| ЦЕЛЬ ЗАДАНИЯ |
Повторите слово в слово часть выбранного отрывка от «Дело это резкое» до «животную, живую и...».

| ВЫБРАННЫЙ ОТРЫВОК |
· · · ·

Дело это резкое и гордое. Оно говорит:
Не нужно адвоката.
Не нужно вообще «вас».
Не нужно безбожников. Мнящих мир механическим и бездушным. Нужен мир с цветами, звездами, «в первоначальных одеждах из шкур зверей», невинный и чистый, безгрешный и Божий.
А чтобы он был, из грязи, греха, опять «Божий» — принесем древнюю жертву, древнейшую, от истоков религии сущую и никогда не имеющую исчезнуть у павшего человечества, — жертву животную, живую и...
Сильные мысли заменяются многоточиями. Об очень «сильном» вообще не говорят, а просто его делают. Вообще в мире есть много чрезвычайно важного, о чем «не говорят», а делают: упорно, властно, исполнительно.
Адвокаты могут сколько им угодно кувыркаться
* * *
Мне хочется разбить самое зерно «дела Ющинского», показав, что оно не в том котле варится. И сделать это через указание на формы мышления и чувства, которые лежат подспудно под идеею жертв и вовсе не желают никуда уйти. «Невозможно! Невозможно! Невозможно!» Ах, господа, «кажется невозможно, чтобы дети рождались... из такого постыдства, которого — ни назвать, ни — описать, ни — картинки дать». А вот, подите же, «рождаются» и «рождаются». Каким-то чудом даже у адвокатов иногда «рождаются дети»... Доходят эти господа до такого бесстыдства: коего ни назвать, ни в фотографии снять.

· · · ·

| ИСХОДНЫЙ МАТЕРИАЛ |
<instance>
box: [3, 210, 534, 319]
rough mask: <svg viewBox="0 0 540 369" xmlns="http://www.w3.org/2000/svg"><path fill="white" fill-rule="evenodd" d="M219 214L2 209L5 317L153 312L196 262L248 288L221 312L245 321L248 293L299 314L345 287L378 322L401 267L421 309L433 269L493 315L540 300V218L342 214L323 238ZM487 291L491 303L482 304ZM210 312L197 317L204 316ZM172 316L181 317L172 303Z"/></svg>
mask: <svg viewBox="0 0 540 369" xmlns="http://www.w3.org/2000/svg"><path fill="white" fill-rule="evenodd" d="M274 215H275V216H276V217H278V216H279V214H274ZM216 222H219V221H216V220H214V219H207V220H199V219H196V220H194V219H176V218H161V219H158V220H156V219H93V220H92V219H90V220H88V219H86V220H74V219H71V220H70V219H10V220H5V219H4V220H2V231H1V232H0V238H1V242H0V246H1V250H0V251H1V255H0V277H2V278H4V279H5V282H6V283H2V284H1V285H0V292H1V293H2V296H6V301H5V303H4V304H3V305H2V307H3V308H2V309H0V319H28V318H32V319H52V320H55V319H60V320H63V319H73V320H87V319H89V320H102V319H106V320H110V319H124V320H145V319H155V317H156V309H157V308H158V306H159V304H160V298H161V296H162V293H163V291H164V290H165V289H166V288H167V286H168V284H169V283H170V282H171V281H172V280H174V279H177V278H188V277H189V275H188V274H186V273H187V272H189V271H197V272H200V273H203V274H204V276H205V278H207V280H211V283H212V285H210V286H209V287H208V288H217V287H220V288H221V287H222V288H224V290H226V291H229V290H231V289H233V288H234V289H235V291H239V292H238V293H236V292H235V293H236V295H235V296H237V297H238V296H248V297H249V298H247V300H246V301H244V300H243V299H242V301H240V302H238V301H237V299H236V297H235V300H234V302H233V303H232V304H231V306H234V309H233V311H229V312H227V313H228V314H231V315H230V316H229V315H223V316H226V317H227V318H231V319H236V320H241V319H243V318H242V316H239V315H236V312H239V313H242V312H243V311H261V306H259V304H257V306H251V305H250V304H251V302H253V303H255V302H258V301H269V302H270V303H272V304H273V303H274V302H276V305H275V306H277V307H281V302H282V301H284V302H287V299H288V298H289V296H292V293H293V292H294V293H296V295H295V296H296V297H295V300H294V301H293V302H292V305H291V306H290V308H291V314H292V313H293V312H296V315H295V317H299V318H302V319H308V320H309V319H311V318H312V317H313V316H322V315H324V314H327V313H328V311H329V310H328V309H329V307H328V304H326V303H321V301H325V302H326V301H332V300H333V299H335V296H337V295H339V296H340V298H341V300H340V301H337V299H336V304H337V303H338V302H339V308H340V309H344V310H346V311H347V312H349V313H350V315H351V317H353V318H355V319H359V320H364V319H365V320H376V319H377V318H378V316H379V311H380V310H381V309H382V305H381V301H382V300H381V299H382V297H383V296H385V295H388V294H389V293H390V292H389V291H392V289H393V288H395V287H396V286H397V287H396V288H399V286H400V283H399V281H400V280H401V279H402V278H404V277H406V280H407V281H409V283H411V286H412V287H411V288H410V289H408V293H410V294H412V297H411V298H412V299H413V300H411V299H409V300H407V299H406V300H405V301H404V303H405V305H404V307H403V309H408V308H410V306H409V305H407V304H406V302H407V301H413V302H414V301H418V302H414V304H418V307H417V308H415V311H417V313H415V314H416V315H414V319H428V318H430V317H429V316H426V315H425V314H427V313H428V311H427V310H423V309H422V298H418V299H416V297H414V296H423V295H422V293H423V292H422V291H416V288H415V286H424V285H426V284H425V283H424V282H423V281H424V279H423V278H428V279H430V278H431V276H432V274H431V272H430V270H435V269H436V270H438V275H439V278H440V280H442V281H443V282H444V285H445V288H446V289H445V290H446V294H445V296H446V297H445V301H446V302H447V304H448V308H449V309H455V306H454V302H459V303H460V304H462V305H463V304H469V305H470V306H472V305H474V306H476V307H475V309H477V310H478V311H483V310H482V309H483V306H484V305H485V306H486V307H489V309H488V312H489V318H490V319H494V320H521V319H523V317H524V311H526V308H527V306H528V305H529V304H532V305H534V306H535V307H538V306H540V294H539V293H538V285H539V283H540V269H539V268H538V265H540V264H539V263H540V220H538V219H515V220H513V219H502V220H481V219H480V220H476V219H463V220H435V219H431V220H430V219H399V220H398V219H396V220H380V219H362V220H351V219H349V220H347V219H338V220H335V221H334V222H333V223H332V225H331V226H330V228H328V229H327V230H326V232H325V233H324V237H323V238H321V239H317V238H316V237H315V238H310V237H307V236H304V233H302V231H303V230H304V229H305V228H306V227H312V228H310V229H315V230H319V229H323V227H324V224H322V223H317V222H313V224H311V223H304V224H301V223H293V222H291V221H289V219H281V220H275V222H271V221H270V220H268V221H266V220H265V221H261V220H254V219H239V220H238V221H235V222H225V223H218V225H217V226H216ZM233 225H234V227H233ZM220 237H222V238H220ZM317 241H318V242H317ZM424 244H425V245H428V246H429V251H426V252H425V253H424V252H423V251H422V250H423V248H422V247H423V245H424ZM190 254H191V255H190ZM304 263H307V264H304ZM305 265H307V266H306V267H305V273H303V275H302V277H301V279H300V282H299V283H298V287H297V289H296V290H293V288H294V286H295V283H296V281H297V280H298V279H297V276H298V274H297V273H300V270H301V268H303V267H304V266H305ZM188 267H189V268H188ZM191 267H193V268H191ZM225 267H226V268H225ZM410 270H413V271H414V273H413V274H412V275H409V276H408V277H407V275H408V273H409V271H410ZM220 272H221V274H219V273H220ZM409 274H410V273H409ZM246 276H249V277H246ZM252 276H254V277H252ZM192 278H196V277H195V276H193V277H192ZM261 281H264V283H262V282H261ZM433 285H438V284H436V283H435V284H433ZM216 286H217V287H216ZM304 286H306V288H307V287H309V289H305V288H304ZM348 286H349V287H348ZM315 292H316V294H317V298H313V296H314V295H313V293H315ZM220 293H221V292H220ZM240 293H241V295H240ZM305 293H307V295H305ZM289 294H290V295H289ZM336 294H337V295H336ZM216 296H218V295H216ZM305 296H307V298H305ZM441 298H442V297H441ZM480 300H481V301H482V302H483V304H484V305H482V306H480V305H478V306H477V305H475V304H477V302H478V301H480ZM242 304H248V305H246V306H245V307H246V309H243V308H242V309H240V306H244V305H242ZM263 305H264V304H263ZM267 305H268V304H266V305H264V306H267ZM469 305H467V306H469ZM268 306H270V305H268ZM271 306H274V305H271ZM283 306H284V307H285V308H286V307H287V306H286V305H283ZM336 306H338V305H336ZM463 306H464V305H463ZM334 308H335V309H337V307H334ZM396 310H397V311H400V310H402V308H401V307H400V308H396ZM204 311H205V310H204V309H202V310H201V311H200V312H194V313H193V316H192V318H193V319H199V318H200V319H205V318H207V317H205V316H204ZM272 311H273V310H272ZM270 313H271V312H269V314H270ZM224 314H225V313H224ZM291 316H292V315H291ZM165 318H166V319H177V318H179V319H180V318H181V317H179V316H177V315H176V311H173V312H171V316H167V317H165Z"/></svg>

· · · ·

| РЕЗУЛЬТАТ ЗАДАНИЯ |
Дело это резкое и гордое. Оно говорит:
Не нужно адвоката.
Не нужно вообще «вас».
Не нужно безбожников. Мнящих мир механическим и бездушным. Нужен мир с цветами, звездами, «в первоначальных одеждах из шкур зверей», невинный и чистый, безгрешный и Божий.
А чтобы он был, из грязи, греха, опять «Божий» — принесем древнюю жертву, древнейшую, от истоков религии сущую и никогда не имеющую исчезнуть у павшего человечества, — жертву животную, живую и...